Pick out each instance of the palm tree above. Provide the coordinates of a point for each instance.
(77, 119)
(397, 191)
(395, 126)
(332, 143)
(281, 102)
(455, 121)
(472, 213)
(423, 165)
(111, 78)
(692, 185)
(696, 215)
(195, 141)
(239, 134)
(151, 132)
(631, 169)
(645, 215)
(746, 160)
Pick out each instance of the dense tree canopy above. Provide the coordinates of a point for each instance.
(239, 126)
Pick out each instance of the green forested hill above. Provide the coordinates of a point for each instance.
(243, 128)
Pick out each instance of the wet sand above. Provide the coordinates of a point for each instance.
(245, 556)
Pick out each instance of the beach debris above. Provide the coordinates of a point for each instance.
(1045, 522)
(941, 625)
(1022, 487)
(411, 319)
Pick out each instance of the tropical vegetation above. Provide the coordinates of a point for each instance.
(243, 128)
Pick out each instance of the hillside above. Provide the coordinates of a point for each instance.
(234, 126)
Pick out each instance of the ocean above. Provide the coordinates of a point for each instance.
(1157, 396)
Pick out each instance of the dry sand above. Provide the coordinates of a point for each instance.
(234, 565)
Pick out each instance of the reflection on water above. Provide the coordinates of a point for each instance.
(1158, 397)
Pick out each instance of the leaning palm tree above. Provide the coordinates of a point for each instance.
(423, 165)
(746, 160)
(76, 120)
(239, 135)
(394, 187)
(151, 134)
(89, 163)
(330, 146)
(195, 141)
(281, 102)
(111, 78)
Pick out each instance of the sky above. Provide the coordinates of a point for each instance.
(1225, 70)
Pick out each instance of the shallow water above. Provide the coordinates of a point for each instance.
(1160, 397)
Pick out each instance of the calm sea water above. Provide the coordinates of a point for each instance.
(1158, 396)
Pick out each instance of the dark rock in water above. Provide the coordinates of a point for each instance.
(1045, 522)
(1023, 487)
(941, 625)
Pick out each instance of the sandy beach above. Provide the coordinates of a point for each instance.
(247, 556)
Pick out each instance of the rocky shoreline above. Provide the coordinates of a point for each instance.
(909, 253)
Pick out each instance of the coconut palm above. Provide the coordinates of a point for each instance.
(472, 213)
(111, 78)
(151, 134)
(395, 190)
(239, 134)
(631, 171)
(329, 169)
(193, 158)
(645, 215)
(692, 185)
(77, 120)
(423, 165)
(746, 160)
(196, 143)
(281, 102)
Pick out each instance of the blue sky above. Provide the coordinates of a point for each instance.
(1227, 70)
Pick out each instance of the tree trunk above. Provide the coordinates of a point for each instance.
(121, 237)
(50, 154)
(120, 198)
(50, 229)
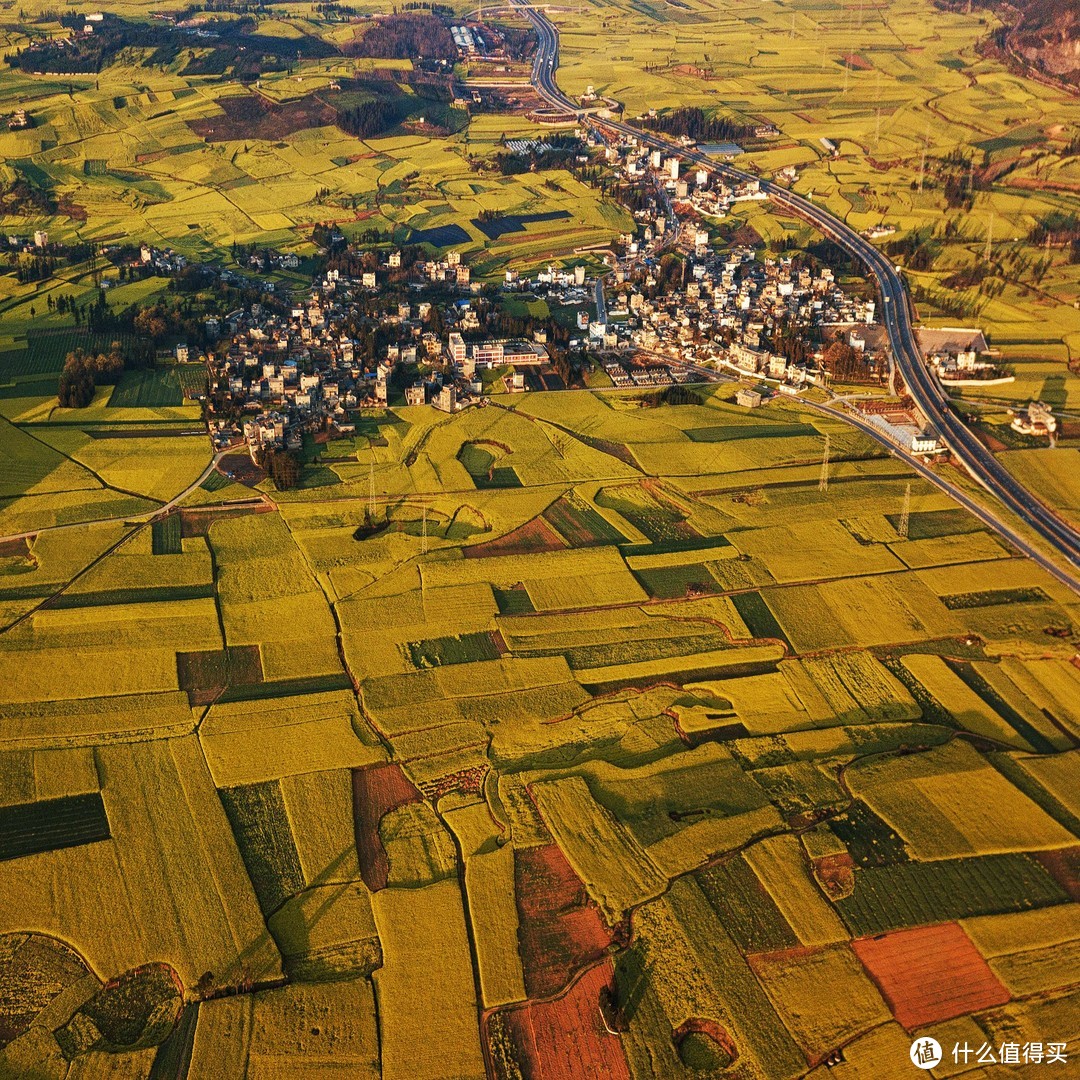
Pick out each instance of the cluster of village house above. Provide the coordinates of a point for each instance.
(286, 373)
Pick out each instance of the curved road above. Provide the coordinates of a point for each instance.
(895, 310)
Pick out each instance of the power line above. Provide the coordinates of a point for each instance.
(905, 514)
(823, 482)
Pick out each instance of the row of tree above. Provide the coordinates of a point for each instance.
(83, 372)
(700, 125)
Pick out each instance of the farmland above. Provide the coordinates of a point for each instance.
(579, 733)
(548, 771)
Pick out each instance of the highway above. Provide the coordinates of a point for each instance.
(895, 309)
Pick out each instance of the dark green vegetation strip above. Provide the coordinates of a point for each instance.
(152, 389)
(215, 482)
(745, 907)
(975, 682)
(667, 547)
(480, 464)
(460, 649)
(45, 350)
(669, 582)
(580, 525)
(758, 616)
(173, 1057)
(514, 601)
(912, 894)
(151, 594)
(727, 433)
(260, 824)
(287, 688)
(30, 827)
(631, 650)
(656, 521)
(234, 665)
(165, 536)
(993, 597)
(931, 524)
(869, 840)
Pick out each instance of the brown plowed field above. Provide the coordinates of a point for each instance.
(531, 537)
(559, 928)
(930, 974)
(376, 791)
(566, 1039)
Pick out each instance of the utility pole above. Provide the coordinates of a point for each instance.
(922, 163)
(905, 514)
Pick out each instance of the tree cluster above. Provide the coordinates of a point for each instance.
(83, 372)
(282, 467)
(698, 124)
(407, 37)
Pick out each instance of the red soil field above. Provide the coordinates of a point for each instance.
(929, 974)
(526, 539)
(376, 791)
(836, 874)
(566, 1039)
(14, 549)
(561, 929)
(197, 523)
(1063, 865)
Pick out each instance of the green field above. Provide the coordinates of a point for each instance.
(565, 737)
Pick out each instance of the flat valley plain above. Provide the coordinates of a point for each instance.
(655, 721)
(611, 766)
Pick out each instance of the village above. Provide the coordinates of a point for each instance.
(780, 321)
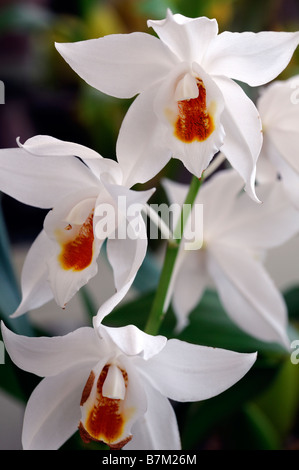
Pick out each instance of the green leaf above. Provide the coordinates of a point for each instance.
(210, 326)
(280, 403)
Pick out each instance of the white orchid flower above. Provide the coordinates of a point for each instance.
(113, 384)
(278, 105)
(237, 233)
(188, 105)
(88, 203)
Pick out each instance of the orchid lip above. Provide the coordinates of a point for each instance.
(194, 121)
(103, 410)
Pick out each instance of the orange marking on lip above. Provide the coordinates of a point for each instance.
(105, 421)
(194, 123)
(77, 253)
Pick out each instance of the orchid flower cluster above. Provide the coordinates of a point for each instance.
(114, 383)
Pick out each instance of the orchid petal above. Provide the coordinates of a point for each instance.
(35, 288)
(188, 372)
(188, 38)
(120, 65)
(253, 58)
(48, 146)
(70, 225)
(262, 226)
(242, 125)
(248, 294)
(45, 426)
(45, 356)
(228, 184)
(133, 342)
(41, 182)
(140, 150)
(158, 429)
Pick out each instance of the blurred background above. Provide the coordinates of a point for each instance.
(44, 96)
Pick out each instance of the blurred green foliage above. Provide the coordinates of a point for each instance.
(43, 95)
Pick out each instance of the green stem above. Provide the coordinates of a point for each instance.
(157, 312)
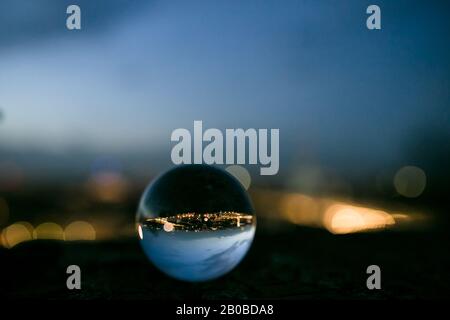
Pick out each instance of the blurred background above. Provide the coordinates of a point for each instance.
(364, 119)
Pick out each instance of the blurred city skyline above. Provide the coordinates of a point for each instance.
(341, 95)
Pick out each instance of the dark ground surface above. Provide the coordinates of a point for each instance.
(297, 263)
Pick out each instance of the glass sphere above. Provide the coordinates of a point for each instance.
(196, 222)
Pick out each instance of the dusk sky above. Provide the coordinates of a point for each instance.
(138, 70)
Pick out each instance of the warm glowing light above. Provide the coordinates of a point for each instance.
(343, 218)
(48, 230)
(410, 181)
(108, 187)
(168, 227)
(79, 230)
(15, 234)
(4, 211)
(141, 234)
(242, 174)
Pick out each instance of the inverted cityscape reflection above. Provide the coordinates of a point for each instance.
(198, 247)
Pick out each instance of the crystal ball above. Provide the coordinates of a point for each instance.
(195, 222)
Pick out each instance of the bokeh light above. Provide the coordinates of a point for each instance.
(344, 218)
(15, 234)
(242, 174)
(410, 181)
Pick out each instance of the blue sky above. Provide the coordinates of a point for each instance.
(138, 70)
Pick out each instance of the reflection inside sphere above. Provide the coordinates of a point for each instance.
(210, 236)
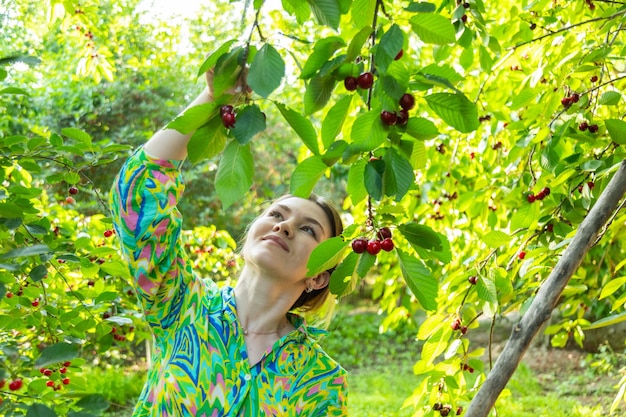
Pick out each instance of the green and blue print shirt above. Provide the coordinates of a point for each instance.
(200, 364)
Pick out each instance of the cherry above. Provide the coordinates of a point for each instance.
(388, 118)
(407, 101)
(359, 245)
(351, 83)
(387, 244)
(16, 384)
(373, 247)
(384, 233)
(228, 119)
(403, 117)
(365, 80)
(225, 109)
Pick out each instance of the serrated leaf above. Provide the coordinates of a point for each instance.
(617, 130)
(334, 119)
(266, 71)
(301, 125)
(456, 110)
(322, 52)
(306, 176)
(326, 255)
(495, 239)
(326, 12)
(421, 236)
(234, 173)
(250, 122)
(59, 352)
(367, 131)
(420, 280)
(433, 28)
(318, 92)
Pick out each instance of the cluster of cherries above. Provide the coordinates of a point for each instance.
(539, 196)
(227, 113)
(62, 370)
(401, 117)
(383, 241)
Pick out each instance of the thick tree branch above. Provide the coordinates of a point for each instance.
(548, 295)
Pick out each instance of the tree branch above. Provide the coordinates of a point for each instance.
(548, 295)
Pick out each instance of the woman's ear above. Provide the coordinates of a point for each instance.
(320, 281)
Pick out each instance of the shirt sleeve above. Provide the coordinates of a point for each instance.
(143, 204)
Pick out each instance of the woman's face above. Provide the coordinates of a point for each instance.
(283, 237)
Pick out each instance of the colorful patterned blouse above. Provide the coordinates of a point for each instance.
(200, 361)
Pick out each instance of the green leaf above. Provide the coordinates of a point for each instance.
(193, 118)
(495, 238)
(398, 176)
(40, 410)
(456, 110)
(26, 251)
(266, 71)
(234, 173)
(306, 176)
(211, 60)
(326, 255)
(250, 121)
(342, 277)
(302, 125)
(617, 130)
(609, 98)
(421, 236)
(433, 28)
(322, 52)
(373, 177)
(59, 352)
(368, 132)
(207, 141)
(326, 12)
(318, 92)
(421, 128)
(420, 280)
(333, 122)
(38, 273)
(612, 286)
(390, 45)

=======

● REQUIRED WORK
Working from the line that contains "Pick out each instance of the bokeh" to the last line of the listing, please quote each line exactly, pictures excluded.

● SOLUTION TO THIS EXERCISE
Pick out each instance of the bokeh light above. Provide the coordinates of a point for each instance.
(344, 218)
(15, 234)
(242, 174)
(410, 181)
Pick out each instance of the blue sky above. Provide the coordinates of a point for each instance.
(138, 70)
Pick out each instance of the reflection inside sphere above. Provide the coordinates of a point for each instance.
(210, 236)
Pick out each instance of the green and blue print shirt above. Provide the coordinates of a point for each instance.
(200, 364)
Pick out each instance of the cherry above. Provide the coordinates of a point for each instance.
(388, 118)
(407, 101)
(359, 245)
(351, 83)
(387, 244)
(16, 384)
(373, 247)
(384, 233)
(228, 119)
(403, 117)
(365, 80)
(225, 109)
Pick out each instance of the serrated leaf above. Provide the coordinates of a point for each instance.
(617, 130)
(334, 119)
(266, 71)
(301, 125)
(456, 110)
(322, 52)
(306, 176)
(326, 255)
(495, 239)
(326, 12)
(421, 236)
(234, 173)
(250, 122)
(59, 352)
(367, 131)
(420, 280)
(433, 28)
(318, 92)
Pick out each instance of the cluster of cherries above. Provide the coordinates of a point for each instance.
(539, 196)
(227, 113)
(62, 370)
(401, 117)
(383, 241)
Pick out each instance of the thick tree branch above. Provide the coordinates of a point for each instance.
(548, 295)
Pick out each instance of the tree branch above. Provide the coordinates of a point for each instance.
(548, 295)
Pick out each instance of the woman's ear above. Provide the coordinates of a point for each instance.
(320, 281)
Pick out each instance of the shirt sleeve above. Provide the coordinates of a point for each instance.
(143, 204)
Pick out each instance of the woman's face above. Provide the coordinates of a point for each instance.
(283, 237)
Pick out each instance of the colorful patterned blouse above. Provide the coordinates of a point for each instance.
(200, 361)
Pick out each instance of the green leaf above. Provide the coordinates of a point for each instance.
(193, 118)
(495, 238)
(398, 176)
(40, 410)
(456, 110)
(26, 251)
(266, 71)
(234, 173)
(306, 176)
(211, 60)
(326, 255)
(250, 121)
(342, 277)
(302, 125)
(617, 130)
(609, 98)
(421, 236)
(433, 28)
(322, 52)
(373, 177)
(59, 352)
(368, 132)
(207, 141)
(326, 12)
(318, 92)
(421, 128)
(420, 280)
(333, 122)
(38, 273)
(612, 286)
(390, 45)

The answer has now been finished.